Write out every line of the listing below character for character, omitting the pictures.

A run of records
________________

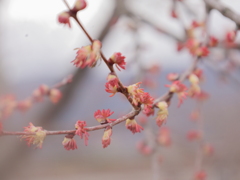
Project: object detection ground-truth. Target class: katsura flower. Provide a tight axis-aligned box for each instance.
[194,170,207,180]
[75,121,89,146]
[58,12,71,28]
[143,105,154,116]
[102,128,112,148]
[157,127,172,146]
[17,99,32,112]
[192,68,204,81]
[71,0,87,13]
[156,101,168,127]
[62,135,77,151]
[72,40,102,68]
[125,119,143,134]
[21,123,46,148]
[165,81,187,107]
[94,109,115,123]
[105,79,119,97]
[108,52,126,71]
[49,88,62,104]
[187,130,202,141]
[208,36,218,47]
[127,82,153,106]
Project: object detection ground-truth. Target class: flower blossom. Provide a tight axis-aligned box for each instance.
[58,12,71,28]
[108,52,126,71]
[72,40,102,68]
[105,73,119,97]
[192,21,204,28]
[62,135,77,151]
[225,31,237,43]
[75,121,89,146]
[127,82,153,108]
[21,123,46,148]
[186,38,209,57]
[94,109,115,123]
[125,119,143,134]
[49,88,62,104]
[208,36,218,47]
[165,81,187,107]
[157,127,172,146]
[71,0,87,13]
[102,128,112,148]
[156,101,168,127]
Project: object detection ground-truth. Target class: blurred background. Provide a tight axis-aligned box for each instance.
[0,0,240,180]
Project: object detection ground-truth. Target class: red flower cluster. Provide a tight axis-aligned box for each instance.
[94,109,115,123]
[21,123,46,148]
[58,12,71,28]
[127,82,153,109]
[108,52,126,71]
[125,119,143,134]
[72,40,102,68]
[102,128,112,148]
[75,121,89,146]
[62,135,77,151]
[105,73,119,97]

________________

--- Answer to this exercise ---
Project: object detection ground-truth. Target class: katsura flower. Provide a tight axis-aligned box for each instance.
[194,170,207,180]
[75,121,89,146]
[58,12,71,28]
[143,105,154,116]
[102,128,112,148]
[157,127,172,146]
[17,99,32,112]
[192,68,204,81]
[71,0,87,13]
[156,101,168,127]
[62,135,77,151]
[72,40,102,68]
[125,119,143,134]
[21,123,46,148]
[165,81,187,107]
[94,109,115,123]
[105,79,119,97]
[108,52,126,71]
[49,88,62,104]
[187,130,202,141]
[208,36,218,47]
[127,82,153,106]
Project: object detection ground-truth. Target class: flower blossom. Provide a tight axis-aligned box for each instance.
[58,12,71,28]
[108,52,126,71]
[72,40,102,68]
[105,73,119,97]
[192,21,204,28]
[62,135,77,151]
[225,31,237,43]
[75,121,89,146]
[127,82,153,108]
[21,123,46,148]
[186,38,209,57]
[94,109,115,123]
[125,119,143,134]
[49,88,62,104]
[208,36,218,47]
[165,81,187,107]
[157,127,172,146]
[71,0,87,13]
[102,128,112,148]
[156,101,168,127]
Project: object detection ground-truth. Target class: blurred background. Provide a tight axis-aligned box for each instance.
[0,0,240,180]
Project: object detection ground-truth. Target class: red flower cluster. Provide a tight axis-aligned box for each instance.
[94,109,115,123]
[21,123,46,148]
[58,12,71,28]
[127,82,153,109]
[108,52,126,71]
[125,119,143,134]
[72,40,102,68]
[102,128,112,148]
[75,121,89,146]
[62,135,77,151]
[105,73,119,97]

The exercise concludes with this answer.